>> Start SELECTED PASSAGE

There was a palpable sense of exploration to how Jóhannsson approached his work, of striding the rift we’ve carved between soundscape and score. And so lingers that tragic question: what more could he have discovered?
This week showcases one of his last contributions as a composer, the score for Garth Davis’s Mary Magdalene. His other final works: The Mercy, which debuted in UK cinemas the day before his death, and the Nicolas Cage-starring Mandy, which premiered at the Sundance Film Festival but has yet to secure a UK release date.
The roots of Jóhannsson’s distinctive approach can be found in his native Iceland, where he began his career in indie rock and experimental electronic music, releasing his first album Englabörn in 2002.
Even when his path led him straight to Hollywood, he never abandoned his origins. He continued to release solo albums throughout his career, including 2004’s IBM 1401, A User’s Manual, a tribute to his father, who worked for the company and was one of Iceland’s first computer programmers. You can hear a tape recording of electromagnetic sounds emitted by the 1401 computer integrated into the work.
Jóhannsson’s heart pulsated with the electric, but it’s always been part of why his film work is so striking. He moulded himself into an artist who could be guided by harmonious contradictions: the traditional orchestration versus the modernist soundscape.

>> End SELECTED PASSAGE

* WHAT THIS TASK INVOLVES
Do the following statements agree with the passage on Jóhannsson? Answer yes or no for each, quoting the deciding words. (a) Englabörn, his first album, came out in 2002. (b) Mandy already has a UK release date. (c) The Mercy opened in UK cinemas the day before his death. The records have no connection to the passage on Jóhannsson.

>> Start EXTRACTED RECORDS

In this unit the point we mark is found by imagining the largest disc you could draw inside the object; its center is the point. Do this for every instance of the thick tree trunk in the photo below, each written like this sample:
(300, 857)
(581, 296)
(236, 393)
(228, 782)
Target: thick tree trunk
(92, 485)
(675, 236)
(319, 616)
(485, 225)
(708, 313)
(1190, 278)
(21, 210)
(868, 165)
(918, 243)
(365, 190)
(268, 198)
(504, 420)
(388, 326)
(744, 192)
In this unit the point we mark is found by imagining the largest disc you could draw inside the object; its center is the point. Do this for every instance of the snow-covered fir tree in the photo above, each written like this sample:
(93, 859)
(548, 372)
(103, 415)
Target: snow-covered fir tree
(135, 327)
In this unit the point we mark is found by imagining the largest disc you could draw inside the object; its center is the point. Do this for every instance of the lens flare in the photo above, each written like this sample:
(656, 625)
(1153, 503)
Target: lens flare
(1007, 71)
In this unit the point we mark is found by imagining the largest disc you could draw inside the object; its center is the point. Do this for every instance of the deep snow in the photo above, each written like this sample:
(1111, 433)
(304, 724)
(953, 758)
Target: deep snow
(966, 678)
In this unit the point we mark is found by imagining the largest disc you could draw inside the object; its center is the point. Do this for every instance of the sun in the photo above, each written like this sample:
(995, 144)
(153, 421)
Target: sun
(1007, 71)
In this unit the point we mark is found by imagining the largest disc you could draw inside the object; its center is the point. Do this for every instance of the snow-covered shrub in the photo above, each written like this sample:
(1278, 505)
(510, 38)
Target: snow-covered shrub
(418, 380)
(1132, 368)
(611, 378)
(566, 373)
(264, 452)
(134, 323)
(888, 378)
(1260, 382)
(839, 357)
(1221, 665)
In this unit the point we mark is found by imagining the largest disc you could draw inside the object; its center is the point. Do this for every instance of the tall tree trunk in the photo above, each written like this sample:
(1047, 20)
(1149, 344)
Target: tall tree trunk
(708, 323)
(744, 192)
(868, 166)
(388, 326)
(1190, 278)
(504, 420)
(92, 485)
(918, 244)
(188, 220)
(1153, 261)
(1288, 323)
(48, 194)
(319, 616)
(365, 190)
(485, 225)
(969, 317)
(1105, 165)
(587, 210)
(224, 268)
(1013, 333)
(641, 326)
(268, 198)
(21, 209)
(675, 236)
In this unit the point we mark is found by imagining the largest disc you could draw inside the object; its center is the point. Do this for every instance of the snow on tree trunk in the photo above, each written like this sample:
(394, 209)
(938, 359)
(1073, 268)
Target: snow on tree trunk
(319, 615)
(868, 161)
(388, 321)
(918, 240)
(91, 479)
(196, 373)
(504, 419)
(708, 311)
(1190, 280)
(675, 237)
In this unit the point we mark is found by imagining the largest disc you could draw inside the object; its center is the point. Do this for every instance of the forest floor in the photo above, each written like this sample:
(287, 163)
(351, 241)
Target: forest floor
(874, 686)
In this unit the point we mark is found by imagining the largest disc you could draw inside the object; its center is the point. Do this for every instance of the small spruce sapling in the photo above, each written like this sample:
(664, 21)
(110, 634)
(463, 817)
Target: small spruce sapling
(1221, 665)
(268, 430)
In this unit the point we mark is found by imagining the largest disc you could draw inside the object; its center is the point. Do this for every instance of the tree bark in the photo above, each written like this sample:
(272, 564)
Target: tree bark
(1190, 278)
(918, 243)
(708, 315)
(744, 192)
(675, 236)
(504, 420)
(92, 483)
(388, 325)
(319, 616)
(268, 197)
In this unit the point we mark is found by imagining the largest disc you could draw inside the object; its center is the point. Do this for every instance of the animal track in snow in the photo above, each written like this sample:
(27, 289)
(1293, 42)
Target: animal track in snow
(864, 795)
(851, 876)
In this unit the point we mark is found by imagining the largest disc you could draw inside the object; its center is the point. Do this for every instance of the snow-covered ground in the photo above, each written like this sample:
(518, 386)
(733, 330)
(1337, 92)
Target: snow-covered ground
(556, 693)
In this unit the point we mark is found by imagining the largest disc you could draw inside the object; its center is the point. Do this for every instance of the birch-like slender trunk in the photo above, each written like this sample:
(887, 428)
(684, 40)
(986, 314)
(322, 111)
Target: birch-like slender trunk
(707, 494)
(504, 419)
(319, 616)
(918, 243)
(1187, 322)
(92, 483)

>> End EXTRACTED RECORDS

* COMPLETED EXERCISE
(a) Yes: "releasing his first album Englabörn in 2002"
(b) No: "has yet to secure a UK release date"
(c) Yes: "The Mercy, which debuted in UK cinemas the day before his death"